Count the lines in the entries below that contain the string "rear", matching case exactly, and reply with only that number.

(Exercise input):
▬▬▬
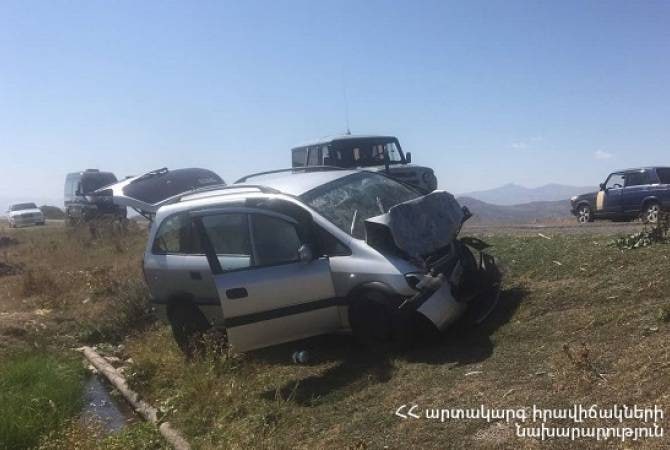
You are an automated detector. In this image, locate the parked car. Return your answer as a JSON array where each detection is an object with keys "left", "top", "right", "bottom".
[
  {"left": 7, "top": 203, "right": 45, "bottom": 228},
  {"left": 100, "top": 168, "right": 499, "bottom": 351},
  {"left": 570, "top": 167, "right": 670, "bottom": 223},
  {"left": 291, "top": 134, "right": 437, "bottom": 193},
  {"left": 64, "top": 169, "right": 127, "bottom": 225}
]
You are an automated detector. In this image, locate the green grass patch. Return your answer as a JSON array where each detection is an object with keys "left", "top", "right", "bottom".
[{"left": 0, "top": 354, "right": 84, "bottom": 449}]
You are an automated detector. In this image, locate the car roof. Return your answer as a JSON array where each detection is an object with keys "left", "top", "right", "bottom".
[
  {"left": 230, "top": 170, "right": 361, "bottom": 197},
  {"left": 612, "top": 166, "right": 670, "bottom": 173},
  {"left": 293, "top": 134, "right": 398, "bottom": 150}
]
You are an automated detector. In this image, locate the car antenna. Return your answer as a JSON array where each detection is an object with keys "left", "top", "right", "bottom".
[{"left": 342, "top": 65, "right": 351, "bottom": 136}]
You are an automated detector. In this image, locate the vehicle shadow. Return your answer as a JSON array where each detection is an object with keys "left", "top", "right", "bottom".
[{"left": 255, "top": 287, "right": 526, "bottom": 406}]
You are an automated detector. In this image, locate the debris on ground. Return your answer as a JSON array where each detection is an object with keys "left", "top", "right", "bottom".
[
  {"left": 0, "top": 261, "right": 23, "bottom": 277},
  {"left": 609, "top": 213, "right": 670, "bottom": 250},
  {"left": 0, "top": 236, "right": 19, "bottom": 248}
]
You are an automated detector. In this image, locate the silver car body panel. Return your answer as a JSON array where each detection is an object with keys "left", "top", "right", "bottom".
[
  {"left": 144, "top": 170, "right": 478, "bottom": 351},
  {"left": 7, "top": 207, "right": 44, "bottom": 226}
]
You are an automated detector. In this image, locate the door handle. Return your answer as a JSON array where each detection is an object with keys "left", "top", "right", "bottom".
[{"left": 226, "top": 288, "right": 249, "bottom": 300}]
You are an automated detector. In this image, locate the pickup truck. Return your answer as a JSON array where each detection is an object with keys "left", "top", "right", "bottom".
[{"left": 570, "top": 167, "right": 670, "bottom": 224}]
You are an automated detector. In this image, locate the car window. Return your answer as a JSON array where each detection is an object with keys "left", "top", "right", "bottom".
[
  {"left": 293, "top": 148, "right": 307, "bottom": 167},
  {"left": 307, "top": 147, "right": 321, "bottom": 166},
  {"left": 251, "top": 214, "right": 301, "bottom": 266},
  {"left": 605, "top": 173, "right": 624, "bottom": 189},
  {"left": 202, "top": 214, "right": 251, "bottom": 256},
  {"left": 81, "top": 173, "right": 117, "bottom": 193},
  {"left": 626, "top": 172, "right": 648, "bottom": 187},
  {"left": 202, "top": 213, "right": 253, "bottom": 271},
  {"left": 656, "top": 167, "right": 670, "bottom": 184},
  {"left": 300, "top": 172, "right": 421, "bottom": 239},
  {"left": 384, "top": 142, "right": 402, "bottom": 163},
  {"left": 10, "top": 203, "right": 37, "bottom": 211},
  {"left": 153, "top": 214, "right": 203, "bottom": 255},
  {"left": 316, "top": 226, "right": 351, "bottom": 256}
]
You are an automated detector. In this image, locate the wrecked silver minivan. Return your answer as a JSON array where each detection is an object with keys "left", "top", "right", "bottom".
[{"left": 98, "top": 168, "right": 499, "bottom": 351}]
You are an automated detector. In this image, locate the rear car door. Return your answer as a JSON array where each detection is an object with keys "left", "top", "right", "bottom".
[
  {"left": 597, "top": 172, "right": 625, "bottom": 217},
  {"left": 194, "top": 208, "right": 341, "bottom": 351},
  {"left": 144, "top": 212, "right": 223, "bottom": 325},
  {"left": 621, "top": 170, "right": 649, "bottom": 215}
]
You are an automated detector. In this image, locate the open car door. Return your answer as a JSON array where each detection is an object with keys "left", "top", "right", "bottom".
[
  {"left": 193, "top": 207, "right": 341, "bottom": 352},
  {"left": 94, "top": 168, "right": 226, "bottom": 218}
]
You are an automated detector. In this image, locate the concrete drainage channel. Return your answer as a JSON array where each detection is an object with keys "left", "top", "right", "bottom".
[{"left": 80, "top": 347, "right": 191, "bottom": 450}]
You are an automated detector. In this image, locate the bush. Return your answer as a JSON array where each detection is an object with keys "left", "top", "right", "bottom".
[{"left": 0, "top": 354, "right": 84, "bottom": 449}]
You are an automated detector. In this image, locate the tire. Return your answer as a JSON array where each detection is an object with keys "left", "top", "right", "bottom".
[
  {"left": 577, "top": 205, "right": 593, "bottom": 225},
  {"left": 642, "top": 202, "right": 661, "bottom": 224},
  {"left": 167, "top": 299, "right": 211, "bottom": 358}
]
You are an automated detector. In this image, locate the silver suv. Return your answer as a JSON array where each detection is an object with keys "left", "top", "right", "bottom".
[{"left": 100, "top": 169, "right": 499, "bottom": 351}]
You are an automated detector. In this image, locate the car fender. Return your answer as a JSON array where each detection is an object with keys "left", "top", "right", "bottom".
[
  {"left": 347, "top": 281, "right": 399, "bottom": 303},
  {"left": 640, "top": 195, "right": 667, "bottom": 211}
]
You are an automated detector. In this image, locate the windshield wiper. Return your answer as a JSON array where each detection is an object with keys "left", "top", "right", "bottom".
[{"left": 349, "top": 210, "right": 358, "bottom": 236}]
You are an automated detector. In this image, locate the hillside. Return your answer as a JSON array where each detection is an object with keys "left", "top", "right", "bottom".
[
  {"left": 461, "top": 183, "right": 596, "bottom": 205},
  {"left": 40, "top": 205, "right": 65, "bottom": 220},
  {"left": 0, "top": 223, "right": 670, "bottom": 449},
  {"left": 458, "top": 197, "right": 574, "bottom": 224}
]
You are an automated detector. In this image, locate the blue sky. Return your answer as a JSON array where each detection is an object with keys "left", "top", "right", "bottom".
[{"left": 0, "top": 0, "right": 670, "bottom": 203}]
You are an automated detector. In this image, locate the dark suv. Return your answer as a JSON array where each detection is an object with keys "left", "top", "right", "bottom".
[
  {"left": 291, "top": 134, "right": 437, "bottom": 194},
  {"left": 570, "top": 167, "right": 670, "bottom": 223},
  {"left": 64, "top": 169, "right": 127, "bottom": 224}
]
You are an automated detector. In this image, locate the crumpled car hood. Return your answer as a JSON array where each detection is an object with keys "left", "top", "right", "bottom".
[{"left": 365, "top": 191, "right": 466, "bottom": 258}]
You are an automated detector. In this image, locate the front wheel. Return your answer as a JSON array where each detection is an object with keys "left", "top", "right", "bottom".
[
  {"left": 642, "top": 202, "right": 661, "bottom": 224},
  {"left": 577, "top": 205, "right": 593, "bottom": 224}
]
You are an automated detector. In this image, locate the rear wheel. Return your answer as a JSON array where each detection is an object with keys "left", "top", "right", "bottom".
[
  {"left": 642, "top": 202, "right": 661, "bottom": 224},
  {"left": 167, "top": 299, "right": 211, "bottom": 357},
  {"left": 577, "top": 205, "right": 593, "bottom": 224}
]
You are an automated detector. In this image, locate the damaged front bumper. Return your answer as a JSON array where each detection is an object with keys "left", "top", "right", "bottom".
[
  {"left": 366, "top": 191, "right": 501, "bottom": 330},
  {"left": 414, "top": 248, "right": 501, "bottom": 331}
]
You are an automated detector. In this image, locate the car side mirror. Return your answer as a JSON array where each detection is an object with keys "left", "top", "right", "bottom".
[{"left": 298, "top": 244, "right": 314, "bottom": 262}]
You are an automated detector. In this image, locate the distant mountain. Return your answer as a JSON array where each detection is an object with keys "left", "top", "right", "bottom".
[
  {"left": 458, "top": 197, "right": 574, "bottom": 224},
  {"left": 461, "top": 183, "right": 597, "bottom": 205},
  {"left": 40, "top": 205, "right": 65, "bottom": 220}
]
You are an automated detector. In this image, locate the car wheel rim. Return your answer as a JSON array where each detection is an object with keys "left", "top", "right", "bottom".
[{"left": 647, "top": 205, "right": 658, "bottom": 223}]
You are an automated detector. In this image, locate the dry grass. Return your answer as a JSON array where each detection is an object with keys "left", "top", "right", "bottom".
[
  {"left": 0, "top": 223, "right": 670, "bottom": 448},
  {"left": 0, "top": 221, "right": 148, "bottom": 351}
]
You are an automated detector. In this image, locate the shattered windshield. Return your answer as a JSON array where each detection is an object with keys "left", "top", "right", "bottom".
[
  {"left": 301, "top": 172, "right": 421, "bottom": 239},
  {"left": 11, "top": 203, "right": 37, "bottom": 211}
]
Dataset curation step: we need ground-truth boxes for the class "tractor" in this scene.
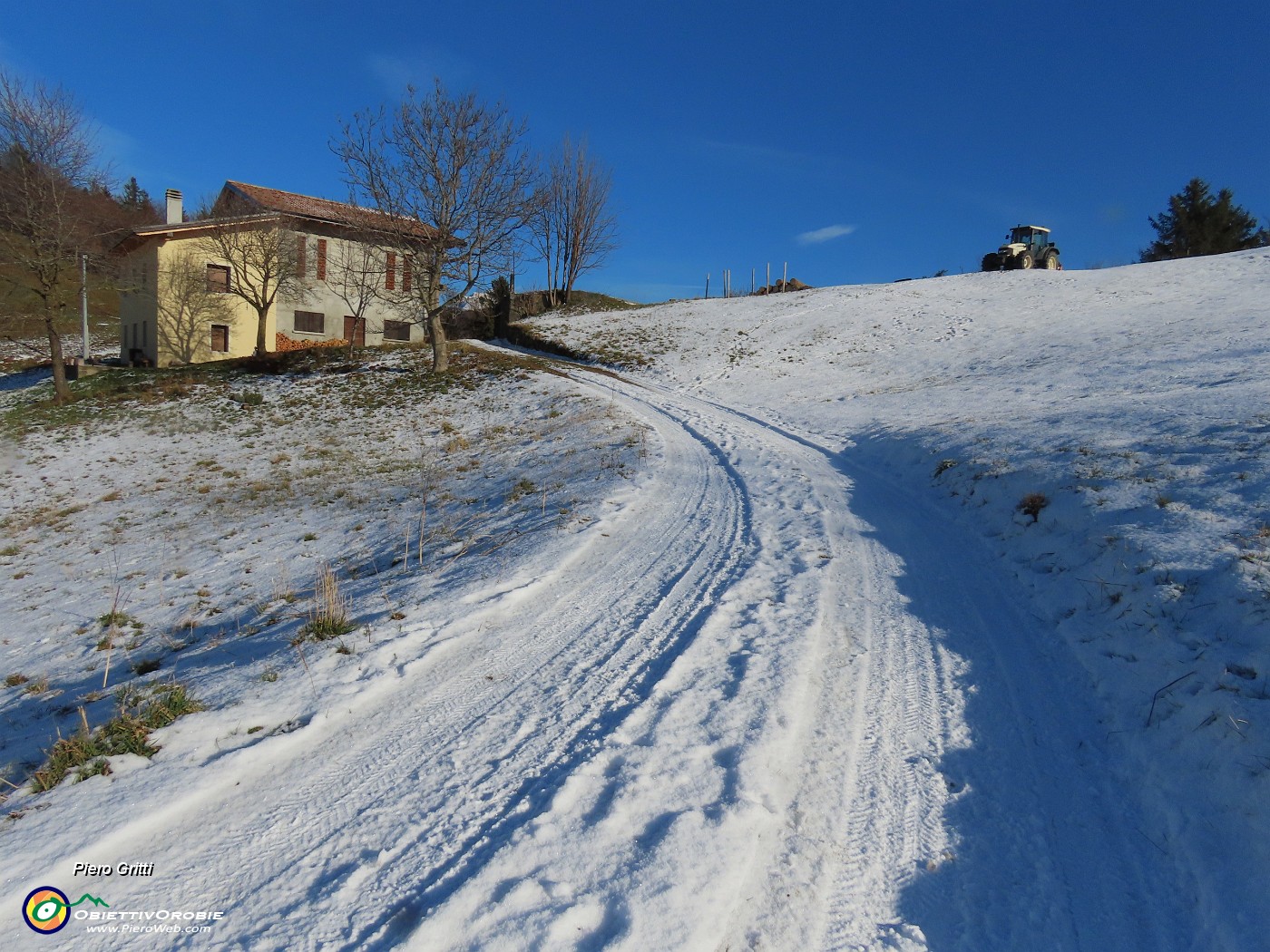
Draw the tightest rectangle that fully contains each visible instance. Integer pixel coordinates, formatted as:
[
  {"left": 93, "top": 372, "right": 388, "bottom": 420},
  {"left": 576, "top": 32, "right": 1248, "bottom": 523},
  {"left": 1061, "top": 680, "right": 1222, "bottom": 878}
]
[{"left": 983, "top": 225, "right": 1063, "bottom": 272}]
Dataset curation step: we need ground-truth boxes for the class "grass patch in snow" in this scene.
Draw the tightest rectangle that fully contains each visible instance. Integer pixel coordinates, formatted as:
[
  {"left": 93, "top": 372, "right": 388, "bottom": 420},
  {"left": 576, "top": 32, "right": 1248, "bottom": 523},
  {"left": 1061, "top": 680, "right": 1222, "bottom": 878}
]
[{"left": 31, "top": 682, "right": 203, "bottom": 793}]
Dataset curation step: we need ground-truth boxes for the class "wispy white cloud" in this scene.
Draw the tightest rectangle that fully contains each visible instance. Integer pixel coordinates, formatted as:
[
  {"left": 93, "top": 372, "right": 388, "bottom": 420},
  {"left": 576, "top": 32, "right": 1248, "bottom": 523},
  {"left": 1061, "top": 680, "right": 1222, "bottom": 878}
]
[
  {"left": 367, "top": 47, "right": 476, "bottom": 95},
  {"left": 797, "top": 225, "right": 856, "bottom": 245}
]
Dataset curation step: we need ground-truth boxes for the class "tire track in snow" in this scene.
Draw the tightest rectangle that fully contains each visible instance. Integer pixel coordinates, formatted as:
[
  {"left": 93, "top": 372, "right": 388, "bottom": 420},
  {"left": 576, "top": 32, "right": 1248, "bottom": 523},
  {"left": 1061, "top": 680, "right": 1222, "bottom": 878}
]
[
  {"left": 675, "top": 398, "right": 1203, "bottom": 952},
  {"left": 7, "top": 373, "right": 752, "bottom": 949}
]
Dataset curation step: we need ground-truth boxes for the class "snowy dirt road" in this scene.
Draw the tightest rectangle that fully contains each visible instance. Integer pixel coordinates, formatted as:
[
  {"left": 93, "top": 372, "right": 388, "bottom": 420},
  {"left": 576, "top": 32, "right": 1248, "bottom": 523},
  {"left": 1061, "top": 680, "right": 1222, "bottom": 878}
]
[
  {"left": 418, "top": 374, "right": 1222, "bottom": 949},
  {"left": 2, "top": 360, "right": 1204, "bottom": 952}
]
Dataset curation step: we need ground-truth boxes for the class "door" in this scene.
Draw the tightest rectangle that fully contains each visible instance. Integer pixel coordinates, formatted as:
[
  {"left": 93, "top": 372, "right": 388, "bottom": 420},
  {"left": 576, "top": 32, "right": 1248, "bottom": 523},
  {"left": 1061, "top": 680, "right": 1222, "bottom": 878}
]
[{"left": 344, "top": 316, "right": 366, "bottom": 346}]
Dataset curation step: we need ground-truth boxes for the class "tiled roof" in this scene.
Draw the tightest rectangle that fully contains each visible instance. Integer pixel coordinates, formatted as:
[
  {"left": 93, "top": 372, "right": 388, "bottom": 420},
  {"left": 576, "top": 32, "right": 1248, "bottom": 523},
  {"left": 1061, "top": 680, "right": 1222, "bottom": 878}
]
[{"left": 221, "top": 180, "right": 435, "bottom": 238}]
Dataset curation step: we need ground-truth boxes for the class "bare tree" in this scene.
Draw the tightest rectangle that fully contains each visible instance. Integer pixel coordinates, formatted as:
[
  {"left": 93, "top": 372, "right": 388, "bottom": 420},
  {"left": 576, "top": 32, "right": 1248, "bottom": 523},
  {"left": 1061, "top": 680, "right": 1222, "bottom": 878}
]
[
  {"left": 325, "top": 232, "right": 387, "bottom": 356},
  {"left": 0, "top": 73, "right": 109, "bottom": 403},
  {"left": 530, "top": 136, "right": 617, "bottom": 306},
  {"left": 155, "top": 248, "right": 231, "bottom": 363},
  {"left": 197, "top": 209, "right": 308, "bottom": 355},
  {"left": 331, "top": 80, "right": 537, "bottom": 372}
]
▬▬▬
(Solution to this task): 2